* [Document source]
"""
Dans toutes les formes de constructions politiques, la distinction a toujours été établie entre les gouvernants et les gouvernés, entre une classe dirigeante et la masse des citoyens ou des sujets, selon les contextes. Cette dichotomie apparaît d'ailleurs chez tous les penseurs et philosophes politiques comme l'essence des unités politiques. La classe dirigeante est souvent représentée comme étant le siège de l'intelligence, l'âme de l'Etat qui, si elle se retire de l'Etat, entraîne aussitôt sa mort ou sa dislocation. C'est « une présomption fausse et dangereuse, écrit Hegel, que seul le peuple détient raison et sagesse et sait le vrai ; car chaque fraction du peuple peut se poser comme peuple. De surcroît ce qui constitue l'Etat, est l'affaire d'une connaissance cultivée et non du peuple »25(*).

Cette conception du politique influence beaucoup les relations internationales. En effet les Etats sont toujours apparus comme les principaux acteurs sur la scène internationale, et, à ce niveau, ce sont les politiques qui ont de tout temps défini et mis en oeuvre les modalités des relations entre les différents Etats. Et lorsque ces derniers ont décidé, comme cela a souvent été le cas, d'entrer en conflit les uns avec les autres, ou lorsqu'ils ont voulu rompre un traité de paix ou enfreindre la législation internationale en matière de maintien de la paix, ils l'ont toujours fait délibérément, à tort ou à raison, au nom de la masse de leurs citoyens, sans que rien n'ait pu les en empêcher si ce n'est peut-être leur faiblesse. Et, en général, la masse des citoyens qui est la première, si ce n'est la seule à subir les affres de la guerre, n'est pas autorisé à opiner, à exprimer librement et publiquement ses opinions, ou, dans le meilleur des cas, ses opinions ne sont tout simplement pas prises en compte par les politiques.

Les masses ont toujours reçu des qualificatifs péjoratifs. Elles sont incultes, aveugles, impulsives, incohérentes, incapables de volonté soutenue, grégaires et tant d'autres choses encore, toutes négatives. « La foule (...) est conduite presque exclusivement par l'inconscient. Ses actes sont beaucoup plus sous l'influence de la moelle épinière que sous celle du cerveau »26(*). Voilà les termes dans lesquels Le Bon analyse la foule, parmi d'autres comme, par exemple, lorsqu'il établi une similitude entre les caractères spéciaux des foules et ceux des êtres appartenant à des formes inférieures de développement, comme le sauvage et l'enfant. Ces caractéristiques spéciaux sont, entre autres, l'impulsivité, l'irritabilité, l'incapacité de raisonner, l'absence de jugement et d'esprit critique, l'exagération des sentiments.
"""
* [Consigne 1]
Convertis en liste JSON de chaînes, à raison d'une chaîne par ligne et sans les lignes vides, les lignes des enregistrements allant de celle qui contient « Return the mask of every instance of the tree » jusqu'à la fin des enregistrements, bornes incluses.
Les enregistrements n'ont aucun rapport avec l'extrait.

* [Enregistrements de données]
"""
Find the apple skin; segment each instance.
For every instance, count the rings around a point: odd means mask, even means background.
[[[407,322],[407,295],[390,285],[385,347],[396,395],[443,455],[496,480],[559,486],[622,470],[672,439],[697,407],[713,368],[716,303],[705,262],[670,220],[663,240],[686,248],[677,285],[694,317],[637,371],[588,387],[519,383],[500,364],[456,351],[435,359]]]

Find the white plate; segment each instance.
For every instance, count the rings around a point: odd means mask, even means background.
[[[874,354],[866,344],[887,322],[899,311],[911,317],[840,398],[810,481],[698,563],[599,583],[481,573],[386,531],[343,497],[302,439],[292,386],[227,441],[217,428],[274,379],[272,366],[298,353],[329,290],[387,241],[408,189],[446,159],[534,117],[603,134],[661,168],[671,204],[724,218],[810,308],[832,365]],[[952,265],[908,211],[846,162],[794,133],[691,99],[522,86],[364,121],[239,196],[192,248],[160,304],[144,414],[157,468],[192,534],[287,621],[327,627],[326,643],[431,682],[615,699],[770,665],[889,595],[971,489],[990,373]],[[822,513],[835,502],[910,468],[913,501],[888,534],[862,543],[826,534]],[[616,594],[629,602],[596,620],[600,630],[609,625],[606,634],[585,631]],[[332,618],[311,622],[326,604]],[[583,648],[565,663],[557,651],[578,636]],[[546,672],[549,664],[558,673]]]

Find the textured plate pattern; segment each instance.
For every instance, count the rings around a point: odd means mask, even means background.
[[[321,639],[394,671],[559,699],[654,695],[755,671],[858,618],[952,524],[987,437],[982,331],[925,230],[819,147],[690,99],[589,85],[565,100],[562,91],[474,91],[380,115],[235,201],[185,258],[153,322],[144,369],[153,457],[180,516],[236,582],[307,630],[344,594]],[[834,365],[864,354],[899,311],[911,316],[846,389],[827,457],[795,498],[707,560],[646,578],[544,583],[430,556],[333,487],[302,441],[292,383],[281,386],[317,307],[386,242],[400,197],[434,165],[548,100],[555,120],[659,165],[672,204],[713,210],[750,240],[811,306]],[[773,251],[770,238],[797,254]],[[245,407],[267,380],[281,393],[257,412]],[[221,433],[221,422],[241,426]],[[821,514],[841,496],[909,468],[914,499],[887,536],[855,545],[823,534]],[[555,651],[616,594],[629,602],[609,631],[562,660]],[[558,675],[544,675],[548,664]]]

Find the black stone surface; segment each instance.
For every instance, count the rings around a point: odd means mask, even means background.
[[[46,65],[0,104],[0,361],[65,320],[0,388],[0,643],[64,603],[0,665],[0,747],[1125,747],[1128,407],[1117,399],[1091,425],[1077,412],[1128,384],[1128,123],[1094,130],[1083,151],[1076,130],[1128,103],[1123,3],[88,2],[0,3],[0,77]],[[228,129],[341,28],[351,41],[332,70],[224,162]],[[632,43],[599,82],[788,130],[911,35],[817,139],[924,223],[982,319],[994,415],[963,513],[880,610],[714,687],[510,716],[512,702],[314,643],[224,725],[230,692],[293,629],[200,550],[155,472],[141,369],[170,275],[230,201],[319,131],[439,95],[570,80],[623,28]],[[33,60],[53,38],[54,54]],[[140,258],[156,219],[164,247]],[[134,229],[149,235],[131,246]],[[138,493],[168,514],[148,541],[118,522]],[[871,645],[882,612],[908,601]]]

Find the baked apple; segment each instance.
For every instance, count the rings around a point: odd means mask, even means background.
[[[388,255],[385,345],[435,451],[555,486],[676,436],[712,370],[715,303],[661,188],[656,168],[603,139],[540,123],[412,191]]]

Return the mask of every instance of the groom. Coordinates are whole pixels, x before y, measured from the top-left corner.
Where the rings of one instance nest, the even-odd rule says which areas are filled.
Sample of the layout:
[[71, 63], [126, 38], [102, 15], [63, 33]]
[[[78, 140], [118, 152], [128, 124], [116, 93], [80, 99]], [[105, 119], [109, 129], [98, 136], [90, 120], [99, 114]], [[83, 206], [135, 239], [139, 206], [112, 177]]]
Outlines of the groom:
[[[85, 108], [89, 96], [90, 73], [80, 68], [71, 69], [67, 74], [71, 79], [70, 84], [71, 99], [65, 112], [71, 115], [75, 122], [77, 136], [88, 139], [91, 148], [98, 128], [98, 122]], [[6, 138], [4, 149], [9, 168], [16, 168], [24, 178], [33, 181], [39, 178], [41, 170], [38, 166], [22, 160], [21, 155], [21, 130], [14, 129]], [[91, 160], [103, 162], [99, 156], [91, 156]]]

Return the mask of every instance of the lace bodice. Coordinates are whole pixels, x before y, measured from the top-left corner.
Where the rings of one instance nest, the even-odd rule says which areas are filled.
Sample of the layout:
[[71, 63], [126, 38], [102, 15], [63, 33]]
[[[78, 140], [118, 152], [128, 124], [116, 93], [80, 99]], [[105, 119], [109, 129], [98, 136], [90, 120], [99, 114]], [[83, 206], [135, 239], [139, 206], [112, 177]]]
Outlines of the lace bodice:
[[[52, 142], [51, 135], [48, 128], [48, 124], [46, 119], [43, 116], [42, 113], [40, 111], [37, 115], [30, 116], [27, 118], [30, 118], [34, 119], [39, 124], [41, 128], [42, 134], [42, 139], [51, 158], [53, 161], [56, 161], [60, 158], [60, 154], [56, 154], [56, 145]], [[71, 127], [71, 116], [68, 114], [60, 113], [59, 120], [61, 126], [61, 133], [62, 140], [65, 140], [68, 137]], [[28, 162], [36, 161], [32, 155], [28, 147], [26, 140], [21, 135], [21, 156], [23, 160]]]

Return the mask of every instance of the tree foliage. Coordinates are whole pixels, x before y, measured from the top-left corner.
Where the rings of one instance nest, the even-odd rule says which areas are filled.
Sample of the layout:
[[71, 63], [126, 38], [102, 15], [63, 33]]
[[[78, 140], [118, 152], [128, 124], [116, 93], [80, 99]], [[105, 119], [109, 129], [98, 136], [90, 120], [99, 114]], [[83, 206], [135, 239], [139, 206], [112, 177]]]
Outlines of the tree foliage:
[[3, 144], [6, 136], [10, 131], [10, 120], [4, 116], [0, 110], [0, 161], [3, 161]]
"""
* [Consigne 2]
D'après l'extrait, à quels êtres Le Bon compare-t-il les caractères spéciaux des foules ?

* [Réponse 1]
[
  "Return the mask of every instance of the tree foliage. Coordinates are whole pixels, x before y, measured from the top-left corner.",
  "Where the rings of one instance nest, the even-odd rule says which areas are filled.",
  "Sample of the layout:",
  "[[71, 63], [126, 38], [102, 15], [63, 33]]",
  "[[[78, 140], [118, 152], [128, 124], [116, 93], [80, 99]], [[105, 119], [109, 129], [98, 136], [90, 120], [99, 114]], [[83, 206], [135, 239], [139, 206], [112, 177]]]",
  "Outlines of the tree foliage:",
  "[[3, 144], [6, 136], [10, 131], [10, 120], [4, 116], [0, 110], [0, 161], [3, 161]]"
]

* [Réponse 2]
Au sauvage et à l'enfant, êtres appartenant à des formes inférieures de développement.